Exercise brief: All entries below are to be copied precisely as they appear.

Saved entries:
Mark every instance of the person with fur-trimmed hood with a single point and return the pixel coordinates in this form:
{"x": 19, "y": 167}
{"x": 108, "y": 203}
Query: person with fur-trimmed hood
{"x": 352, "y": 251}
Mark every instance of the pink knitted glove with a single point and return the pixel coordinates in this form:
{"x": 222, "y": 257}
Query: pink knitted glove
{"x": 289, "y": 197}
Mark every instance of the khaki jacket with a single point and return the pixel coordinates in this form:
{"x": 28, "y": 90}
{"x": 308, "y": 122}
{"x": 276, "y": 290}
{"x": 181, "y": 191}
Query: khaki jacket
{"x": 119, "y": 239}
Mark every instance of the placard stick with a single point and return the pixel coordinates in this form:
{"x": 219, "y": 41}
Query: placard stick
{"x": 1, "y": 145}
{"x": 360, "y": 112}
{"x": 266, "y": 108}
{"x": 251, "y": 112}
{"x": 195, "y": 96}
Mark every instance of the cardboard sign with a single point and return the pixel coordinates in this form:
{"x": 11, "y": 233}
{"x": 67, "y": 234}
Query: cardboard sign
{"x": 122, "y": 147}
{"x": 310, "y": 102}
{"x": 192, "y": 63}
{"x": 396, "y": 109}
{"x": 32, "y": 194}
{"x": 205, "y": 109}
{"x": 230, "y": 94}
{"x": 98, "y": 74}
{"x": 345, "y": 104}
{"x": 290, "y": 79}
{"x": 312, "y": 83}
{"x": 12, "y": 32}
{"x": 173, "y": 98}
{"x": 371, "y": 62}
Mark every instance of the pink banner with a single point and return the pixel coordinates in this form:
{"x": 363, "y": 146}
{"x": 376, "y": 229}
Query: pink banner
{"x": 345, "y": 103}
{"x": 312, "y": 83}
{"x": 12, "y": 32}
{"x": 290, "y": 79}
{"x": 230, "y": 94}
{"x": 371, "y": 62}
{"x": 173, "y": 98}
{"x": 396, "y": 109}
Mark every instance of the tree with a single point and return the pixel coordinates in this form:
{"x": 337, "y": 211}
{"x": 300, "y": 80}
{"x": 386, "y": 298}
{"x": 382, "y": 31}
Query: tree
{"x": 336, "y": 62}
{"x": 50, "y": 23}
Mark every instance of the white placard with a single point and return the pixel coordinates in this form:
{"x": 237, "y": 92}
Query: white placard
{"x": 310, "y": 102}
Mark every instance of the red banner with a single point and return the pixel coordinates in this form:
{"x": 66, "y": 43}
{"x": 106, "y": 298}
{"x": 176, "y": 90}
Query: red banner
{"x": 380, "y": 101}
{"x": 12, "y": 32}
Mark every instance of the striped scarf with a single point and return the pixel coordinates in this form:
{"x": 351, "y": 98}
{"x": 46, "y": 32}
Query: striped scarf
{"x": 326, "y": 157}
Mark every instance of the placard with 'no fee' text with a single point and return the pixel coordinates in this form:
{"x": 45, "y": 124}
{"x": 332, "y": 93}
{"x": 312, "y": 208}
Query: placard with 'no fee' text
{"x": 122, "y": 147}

Solution for this task:
Mark every instance of the person with fur-trimmed hood with a single point and return the pixel coordinates in this form:
{"x": 19, "y": 167}
{"x": 108, "y": 203}
Query: person with fur-trimmed hood
{"x": 352, "y": 251}
Mark every instance of the pink knitted glove with a single point and return the pixel coordinates in this form:
{"x": 222, "y": 257}
Query: pink knitted glove
{"x": 289, "y": 197}
Mark every instance of the khaki jacket with a single point and return the pixel coordinates in this form:
{"x": 28, "y": 90}
{"x": 308, "y": 122}
{"x": 276, "y": 290}
{"x": 181, "y": 191}
Query: khaki jacket
{"x": 119, "y": 239}
Mark every instance of the placard stick with a single point and return the pixel coordinates in this form:
{"x": 219, "y": 41}
Query: placard stick
{"x": 1, "y": 145}
{"x": 360, "y": 112}
{"x": 266, "y": 108}
{"x": 251, "y": 112}
{"x": 195, "y": 96}
Mark every instance of the cardboard sign with a single point and return the pixel coordinates in this form:
{"x": 11, "y": 233}
{"x": 67, "y": 234}
Query: cardboard sign
{"x": 122, "y": 147}
{"x": 310, "y": 102}
{"x": 192, "y": 63}
{"x": 396, "y": 109}
{"x": 32, "y": 194}
{"x": 205, "y": 109}
{"x": 230, "y": 94}
{"x": 98, "y": 74}
{"x": 345, "y": 104}
{"x": 290, "y": 79}
{"x": 312, "y": 83}
{"x": 12, "y": 32}
{"x": 173, "y": 98}
{"x": 371, "y": 62}
Mark every instance of the pink banner with a single point and return the pixel coordinates in this form:
{"x": 363, "y": 146}
{"x": 376, "y": 229}
Query: pink banner
{"x": 345, "y": 103}
{"x": 312, "y": 83}
{"x": 12, "y": 32}
{"x": 290, "y": 79}
{"x": 230, "y": 94}
{"x": 371, "y": 62}
{"x": 173, "y": 98}
{"x": 396, "y": 109}
Mark every instance of the tree with a single point and return the pixel coordinates in this form:
{"x": 337, "y": 211}
{"x": 300, "y": 80}
{"x": 386, "y": 298}
{"x": 382, "y": 31}
Query: tree
{"x": 336, "y": 62}
{"x": 50, "y": 23}
Mark every instance of the white placard with a single point and return the pixel coordinates in this form:
{"x": 237, "y": 92}
Query: white placard
{"x": 310, "y": 102}
Mark every instance of the red banner with a single point and return the pixel coordinates in this form:
{"x": 66, "y": 43}
{"x": 106, "y": 298}
{"x": 176, "y": 90}
Query: red banner
{"x": 380, "y": 101}
{"x": 12, "y": 32}
Mark every instance of the striped scarf with a single point and return the pixel coordinates in this form:
{"x": 351, "y": 98}
{"x": 46, "y": 32}
Query: striped scarf
{"x": 326, "y": 157}
Mark every instance of the placard with 'no fee' text with a single point and return the pixel coordinates in this form:
{"x": 45, "y": 124}
{"x": 332, "y": 93}
{"x": 312, "y": 208}
Query: placard with 'no fee' text
{"x": 122, "y": 147}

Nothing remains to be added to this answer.